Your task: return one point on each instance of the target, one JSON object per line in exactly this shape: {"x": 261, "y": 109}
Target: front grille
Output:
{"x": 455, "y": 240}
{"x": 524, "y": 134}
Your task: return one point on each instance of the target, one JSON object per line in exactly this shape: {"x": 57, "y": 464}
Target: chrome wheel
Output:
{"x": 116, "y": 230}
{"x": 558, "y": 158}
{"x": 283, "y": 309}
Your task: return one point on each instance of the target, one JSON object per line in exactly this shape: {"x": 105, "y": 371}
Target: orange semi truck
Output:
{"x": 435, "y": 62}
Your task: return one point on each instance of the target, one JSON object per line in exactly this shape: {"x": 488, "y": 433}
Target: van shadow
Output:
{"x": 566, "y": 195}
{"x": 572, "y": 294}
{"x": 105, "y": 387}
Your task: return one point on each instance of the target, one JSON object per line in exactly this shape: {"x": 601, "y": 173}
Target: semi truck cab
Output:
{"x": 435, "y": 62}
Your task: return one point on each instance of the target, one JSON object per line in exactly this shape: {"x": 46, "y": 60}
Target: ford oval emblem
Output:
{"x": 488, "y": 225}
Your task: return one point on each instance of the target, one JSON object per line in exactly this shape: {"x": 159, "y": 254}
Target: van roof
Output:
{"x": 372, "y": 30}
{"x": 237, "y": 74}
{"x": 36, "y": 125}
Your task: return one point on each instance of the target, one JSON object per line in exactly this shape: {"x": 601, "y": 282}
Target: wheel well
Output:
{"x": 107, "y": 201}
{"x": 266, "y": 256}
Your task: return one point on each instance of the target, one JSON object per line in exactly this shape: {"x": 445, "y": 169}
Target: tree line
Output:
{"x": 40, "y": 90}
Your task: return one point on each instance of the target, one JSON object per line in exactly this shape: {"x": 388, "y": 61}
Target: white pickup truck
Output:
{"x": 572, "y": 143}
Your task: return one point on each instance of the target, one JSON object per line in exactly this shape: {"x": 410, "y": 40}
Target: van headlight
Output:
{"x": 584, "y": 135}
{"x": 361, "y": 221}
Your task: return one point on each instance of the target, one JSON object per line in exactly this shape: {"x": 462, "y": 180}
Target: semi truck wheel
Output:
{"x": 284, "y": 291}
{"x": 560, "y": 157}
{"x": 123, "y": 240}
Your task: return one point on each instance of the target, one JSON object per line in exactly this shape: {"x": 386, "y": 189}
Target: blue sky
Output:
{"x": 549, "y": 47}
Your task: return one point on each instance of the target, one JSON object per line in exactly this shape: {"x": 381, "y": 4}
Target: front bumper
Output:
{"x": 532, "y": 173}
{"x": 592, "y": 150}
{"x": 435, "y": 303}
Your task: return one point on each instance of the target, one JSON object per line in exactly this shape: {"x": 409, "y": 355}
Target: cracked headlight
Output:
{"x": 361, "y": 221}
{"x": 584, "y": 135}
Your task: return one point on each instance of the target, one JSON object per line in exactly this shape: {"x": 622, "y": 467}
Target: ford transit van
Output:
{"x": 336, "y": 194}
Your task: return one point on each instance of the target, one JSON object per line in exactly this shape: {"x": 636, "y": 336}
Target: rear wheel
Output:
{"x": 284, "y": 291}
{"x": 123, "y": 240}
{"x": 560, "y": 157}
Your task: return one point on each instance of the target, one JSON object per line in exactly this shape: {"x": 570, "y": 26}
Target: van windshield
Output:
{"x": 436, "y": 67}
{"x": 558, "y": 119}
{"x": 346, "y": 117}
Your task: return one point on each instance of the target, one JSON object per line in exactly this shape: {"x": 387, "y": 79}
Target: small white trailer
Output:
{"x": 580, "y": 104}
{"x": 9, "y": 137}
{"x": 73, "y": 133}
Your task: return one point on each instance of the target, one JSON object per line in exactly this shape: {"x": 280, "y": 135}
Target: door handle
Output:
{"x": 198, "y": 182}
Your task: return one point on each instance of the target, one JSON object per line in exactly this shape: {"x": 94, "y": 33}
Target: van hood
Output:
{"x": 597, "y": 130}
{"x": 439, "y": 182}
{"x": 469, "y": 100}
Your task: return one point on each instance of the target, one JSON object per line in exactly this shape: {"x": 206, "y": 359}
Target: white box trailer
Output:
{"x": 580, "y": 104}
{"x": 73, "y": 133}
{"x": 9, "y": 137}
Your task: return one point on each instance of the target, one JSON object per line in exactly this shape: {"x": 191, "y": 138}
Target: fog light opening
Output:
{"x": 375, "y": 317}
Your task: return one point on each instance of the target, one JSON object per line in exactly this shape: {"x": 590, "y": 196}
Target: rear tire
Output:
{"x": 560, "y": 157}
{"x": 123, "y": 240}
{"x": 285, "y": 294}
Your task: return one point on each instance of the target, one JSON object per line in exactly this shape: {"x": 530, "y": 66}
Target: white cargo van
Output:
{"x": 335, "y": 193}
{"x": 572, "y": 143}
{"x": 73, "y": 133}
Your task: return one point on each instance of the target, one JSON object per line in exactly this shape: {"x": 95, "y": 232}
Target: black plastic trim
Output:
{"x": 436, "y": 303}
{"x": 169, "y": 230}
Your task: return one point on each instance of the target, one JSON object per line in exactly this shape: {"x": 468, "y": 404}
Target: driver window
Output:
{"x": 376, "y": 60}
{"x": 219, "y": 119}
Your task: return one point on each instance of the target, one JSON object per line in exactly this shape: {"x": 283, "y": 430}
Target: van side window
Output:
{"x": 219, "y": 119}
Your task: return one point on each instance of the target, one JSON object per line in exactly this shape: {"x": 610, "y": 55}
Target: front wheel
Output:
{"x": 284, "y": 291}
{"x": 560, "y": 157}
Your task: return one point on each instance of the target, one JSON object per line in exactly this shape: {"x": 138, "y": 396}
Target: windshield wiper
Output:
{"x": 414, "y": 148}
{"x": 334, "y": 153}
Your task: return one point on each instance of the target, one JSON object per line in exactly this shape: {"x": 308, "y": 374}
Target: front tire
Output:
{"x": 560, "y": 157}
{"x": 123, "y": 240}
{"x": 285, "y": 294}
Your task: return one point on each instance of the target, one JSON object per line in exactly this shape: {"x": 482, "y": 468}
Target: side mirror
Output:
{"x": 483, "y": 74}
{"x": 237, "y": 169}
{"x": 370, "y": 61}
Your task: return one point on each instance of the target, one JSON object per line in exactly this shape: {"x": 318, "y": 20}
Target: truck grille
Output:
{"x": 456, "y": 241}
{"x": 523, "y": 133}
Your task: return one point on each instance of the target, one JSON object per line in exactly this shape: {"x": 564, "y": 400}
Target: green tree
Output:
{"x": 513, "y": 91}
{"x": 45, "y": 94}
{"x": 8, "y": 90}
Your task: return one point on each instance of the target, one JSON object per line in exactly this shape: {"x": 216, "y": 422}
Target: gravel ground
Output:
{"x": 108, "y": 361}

Aim of the task -
Write every entry out again exactly.

Answer for this exercise -
Your task: return one point on each instance of the target, one JSON object per line in exactly this shape: {"x": 261, "y": 109}
Target: front grille
Output:
{"x": 455, "y": 240}
{"x": 524, "y": 134}
Your task: return one point on each instance of the target, one JSON object per line in exactly this shape: {"x": 57, "y": 464}
Target: chrome wheel
Output:
{"x": 116, "y": 230}
{"x": 558, "y": 158}
{"x": 283, "y": 309}
Your task: return one point on each instance of the target, one JSON object per line in exactly this shape: {"x": 105, "y": 371}
Target: orange semi truck
Output:
{"x": 435, "y": 62}
Your task: return one point on each instance of the target, one JSON object per line in exactly this shape: {"x": 488, "y": 433}
Target: van shadow
Output:
{"x": 566, "y": 195}
{"x": 572, "y": 294}
{"x": 105, "y": 387}
Your task: return one point on each instance of the target, one JSON object per line in exactly this shape: {"x": 601, "y": 173}
Target: semi truck cab
Output:
{"x": 435, "y": 62}
Your task: return one point on each instance of the target, one JSON object per line in exactly this shape: {"x": 46, "y": 60}
Target: ford oval emblem
Output:
{"x": 488, "y": 225}
Your task: return one point on each instance of the target, one JSON object per line in exactly this shape: {"x": 159, "y": 254}
Target: van roof
Output:
{"x": 372, "y": 30}
{"x": 237, "y": 74}
{"x": 36, "y": 125}
Your task: return one point on each instance of the target, one JSON object per line in exactly this shape: {"x": 601, "y": 282}
Target: wheel well
Output:
{"x": 107, "y": 201}
{"x": 266, "y": 256}
Your task: return one point on each instance of the target, one JSON object per line in exactly this shape: {"x": 445, "y": 169}
Target: tree line
Output:
{"x": 40, "y": 90}
Your task: return one point on each instance of the target, one JSON object per line in exactly this shape: {"x": 388, "y": 61}
Target: white pickup truck
Output:
{"x": 572, "y": 143}
Your task: return one point on each instance of the target, one JSON object per line in exactly this shape: {"x": 410, "y": 40}
Target: van headlight
Output:
{"x": 584, "y": 135}
{"x": 361, "y": 221}
Your task: return one point on each instance of the target, one JSON object per line in exactly this shape: {"x": 462, "y": 180}
Target: semi truck wheel
Output:
{"x": 284, "y": 291}
{"x": 560, "y": 157}
{"x": 123, "y": 240}
Your task: return one point on each instance of the target, one JSON object per line in exactly this shape: {"x": 386, "y": 189}
Target: blue sky
Output:
{"x": 549, "y": 47}
Your task: return one point on each instance of the target, one JSON object per line in exactly this shape: {"x": 381, "y": 4}
Target: front bumper
Output:
{"x": 532, "y": 173}
{"x": 592, "y": 150}
{"x": 435, "y": 303}
Your task: return one point on each instance of the target, one JSON object per line in exactly this shape: {"x": 409, "y": 355}
Target: cracked headlight
Output:
{"x": 361, "y": 221}
{"x": 584, "y": 135}
Your task: return one point on each instance of the target, one JSON object per line in exactly this shape: {"x": 622, "y": 467}
Target: ford transit van
Output:
{"x": 336, "y": 194}
Your task: return one point on each instance of the target, one JSON object per line in exactly this shape: {"x": 636, "y": 336}
Target: rear wheel
Output:
{"x": 284, "y": 291}
{"x": 123, "y": 240}
{"x": 560, "y": 157}
Your task: return one point on each instance of the target, one JSON object per line in exactly this shape: {"x": 570, "y": 26}
Target: van windshield
Output:
{"x": 436, "y": 67}
{"x": 558, "y": 119}
{"x": 346, "y": 117}
Your task: return one point on each instance of the target, one JSON object per line in exactly this shape: {"x": 387, "y": 79}
Target: small white trailer
Output:
{"x": 580, "y": 104}
{"x": 9, "y": 137}
{"x": 73, "y": 133}
Your task: return one point on each instance of the target, one JSON object per line in exactly this shape: {"x": 280, "y": 135}
Target: door handle
Output:
{"x": 198, "y": 182}
Your task: return one point on each instance of the target, one JSON object per line in exactly this shape: {"x": 94, "y": 33}
Target: van hood
Output:
{"x": 597, "y": 130}
{"x": 439, "y": 182}
{"x": 469, "y": 100}
Your task: return one point on each instance of the target, one JSON object per line in exactly this shape: {"x": 206, "y": 359}
Target: white box trailer
Output:
{"x": 580, "y": 104}
{"x": 73, "y": 133}
{"x": 9, "y": 137}
Your task: return one point on each instance of the target, one JSON object per line in exactly this shape: {"x": 191, "y": 138}
Target: fog light opening
Output:
{"x": 375, "y": 317}
Your task: return one point on each instance of the target, one JSON object per line in exactly this shape: {"x": 590, "y": 196}
Target: rear tire
Output:
{"x": 560, "y": 157}
{"x": 123, "y": 240}
{"x": 285, "y": 294}
Your task: return one point on each instance of the target, one JSON object per line in exactly this shape: {"x": 530, "y": 66}
Target: white cargo van
Output:
{"x": 335, "y": 193}
{"x": 572, "y": 143}
{"x": 73, "y": 133}
Your task: return one point on each instance of the target, one JSON object per line in exactly this shape: {"x": 95, "y": 232}
Target: black plastic trim
Output:
{"x": 436, "y": 303}
{"x": 169, "y": 230}
Your task: return one point on each instance of the target, one JSON object per line in exactly this shape: {"x": 468, "y": 404}
Target: driver window
Output:
{"x": 376, "y": 60}
{"x": 219, "y": 119}
Your task: return one point on each instance of the target, one JSON object per line in exactly this shape: {"x": 283, "y": 430}
Target: van side window
Output:
{"x": 219, "y": 119}
Your task: return one point on each instance of the target, one JSON object per line in exactly this shape: {"x": 610, "y": 55}
Target: front wheel
Output:
{"x": 284, "y": 291}
{"x": 560, "y": 157}
Your task: return one point on each instance of the target, one JSON object per line in exactly this shape: {"x": 138, "y": 396}
Target: windshield wiper
Output:
{"x": 414, "y": 148}
{"x": 334, "y": 153}
Your task: return one point on each instance of the target, one JSON object per line in exactly this shape: {"x": 308, "y": 374}
Target: front tire
Output:
{"x": 560, "y": 157}
{"x": 123, "y": 240}
{"x": 285, "y": 294}
Your task: return one point on each instance of the target, one JSON object per line in exactly this shape: {"x": 482, "y": 468}
Target: side mirror
Output:
{"x": 483, "y": 74}
{"x": 237, "y": 169}
{"x": 370, "y": 61}
Your task: return one point on each instance of the target, one JSON object per line in exactly this shape: {"x": 318, "y": 20}
Target: truck grille
Output:
{"x": 456, "y": 241}
{"x": 523, "y": 133}
Your task: return one point on each instance of the target, one JSON object per line in exactly this shape: {"x": 564, "y": 400}
Target: green tree
Output:
{"x": 513, "y": 91}
{"x": 45, "y": 94}
{"x": 8, "y": 90}
Your task: return one point on each instance of the target, one JSON object per line in exactly this shape: {"x": 216, "y": 422}
Target: gravel ground
Output:
{"x": 108, "y": 361}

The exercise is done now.